#### EXERCISE SET
1. Using the passage on Palm Beach and Portsea homes, explain what shows that these prestige coastal markets have not yet been hurt by the slowdown in the capital city trophy home markets.
2. List every person named in the passage on Palm Beach and Portsea homes.

#### PASSAGE SHOWN
It has been listed for sale with $11 million hopes through Ray White Palm Beach agents Noel Nicholson and Shane Clinton, who describe the home as exuding “extra ultra-luxury”. Every room, including the steam room, has views of the ocean and the Palm Beach headland.

Pike recalls that it was important to maintain “an Australian feel and avoid the Bali clichés in producing a resort aesthetic”. 

Homes at Palm Beach, and its Melbourne equivalent Portsea, have largely avoided the Bali feel, or even mimicking the Hamptons look.

Agents report strong summer sales have continued into autumn at these aspirational beach locations. There’s no sign yet that these prestige coastal offerings have been affected by the slowdown under way in both major capital city trophy home markets.

Portsea agent Rob Curtain at Peninsula Sotheby’s, says that if anything, “surprisingly, it’s gone the other way”.

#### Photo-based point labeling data
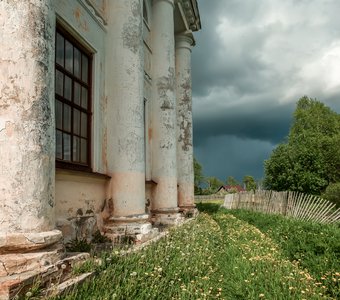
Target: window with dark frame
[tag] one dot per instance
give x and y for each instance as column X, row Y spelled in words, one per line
column 72, row 103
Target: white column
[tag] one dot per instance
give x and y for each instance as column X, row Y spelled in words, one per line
column 125, row 111
column 185, row 171
column 164, row 171
column 27, row 132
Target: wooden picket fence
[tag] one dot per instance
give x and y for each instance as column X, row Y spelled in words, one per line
column 291, row 204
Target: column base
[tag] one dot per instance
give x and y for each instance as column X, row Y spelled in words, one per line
column 167, row 217
column 130, row 229
column 22, row 252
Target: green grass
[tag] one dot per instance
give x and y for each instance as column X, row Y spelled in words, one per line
column 313, row 246
column 219, row 256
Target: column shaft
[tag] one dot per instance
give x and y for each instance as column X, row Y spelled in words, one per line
column 164, row 107
column 125, row 110
column 185, row 170
column 27, row 133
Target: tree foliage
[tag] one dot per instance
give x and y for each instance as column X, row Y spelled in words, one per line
column 310, row 159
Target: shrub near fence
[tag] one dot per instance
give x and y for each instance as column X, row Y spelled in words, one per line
column 290, row 204
column 206, row 198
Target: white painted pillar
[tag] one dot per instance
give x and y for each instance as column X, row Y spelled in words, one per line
column 185, row 170
column 27, row 132
column 125, row 110
column 164, row 171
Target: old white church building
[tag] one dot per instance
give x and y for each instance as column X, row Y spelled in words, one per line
column 95, row 120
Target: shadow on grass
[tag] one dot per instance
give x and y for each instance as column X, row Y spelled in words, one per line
column 210, row 208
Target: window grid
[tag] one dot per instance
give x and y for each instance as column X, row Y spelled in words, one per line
column 73, row 103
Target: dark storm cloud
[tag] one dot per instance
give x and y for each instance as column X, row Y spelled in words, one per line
column 266, row 123
column 253, row 60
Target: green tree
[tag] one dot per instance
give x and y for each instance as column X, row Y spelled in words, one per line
column 249, row 182
column 310, row 159
column 231, row 181
column 198, row 177
column 332, row 193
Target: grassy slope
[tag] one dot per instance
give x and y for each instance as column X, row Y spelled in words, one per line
column 217, row 256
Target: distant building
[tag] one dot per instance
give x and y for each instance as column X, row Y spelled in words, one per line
column 230, row 189
column 95, row 120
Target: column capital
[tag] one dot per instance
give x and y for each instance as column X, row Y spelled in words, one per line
column 171, row 2
column 184, row 41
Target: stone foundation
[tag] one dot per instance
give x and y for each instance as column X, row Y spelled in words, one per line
column 135, row 228
column 167, row 217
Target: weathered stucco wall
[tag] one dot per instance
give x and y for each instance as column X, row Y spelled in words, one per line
column 81, row 203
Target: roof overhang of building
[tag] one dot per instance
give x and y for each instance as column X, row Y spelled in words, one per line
column 187, row 17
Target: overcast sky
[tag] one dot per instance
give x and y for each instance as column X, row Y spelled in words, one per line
column 253, row 60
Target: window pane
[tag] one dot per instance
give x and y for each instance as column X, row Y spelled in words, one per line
column 67, row 146
column 59, row 114
column 67, row 117
column 76, row 97
column 76, row 149
column 83, row 125
column 59, row 83
column 83, row 156
column 60, row 50
column 68, row 88
column 59, row 145
column 84, row 70
column 77, row 57
column 68, row 56
column 76, row 121
column 84, row 97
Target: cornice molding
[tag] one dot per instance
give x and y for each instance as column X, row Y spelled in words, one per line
column 191, row 12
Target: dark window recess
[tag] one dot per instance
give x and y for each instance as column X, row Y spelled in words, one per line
column 72, row 103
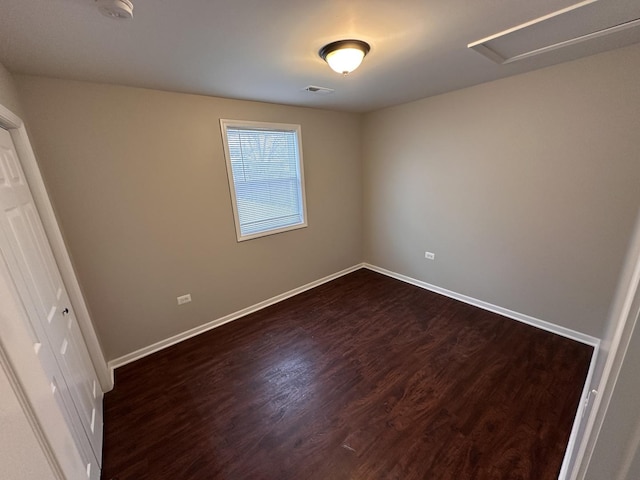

#### OUTPUTS IN ORDER
1. Agents report that strong summer sales have continued into autumn at these beach locations. A Portsea agent adds that, if anything, the market has surprisingly gone the other way.

2. Noel Nicholson, Shane Clinton, Pike, Rob Curtain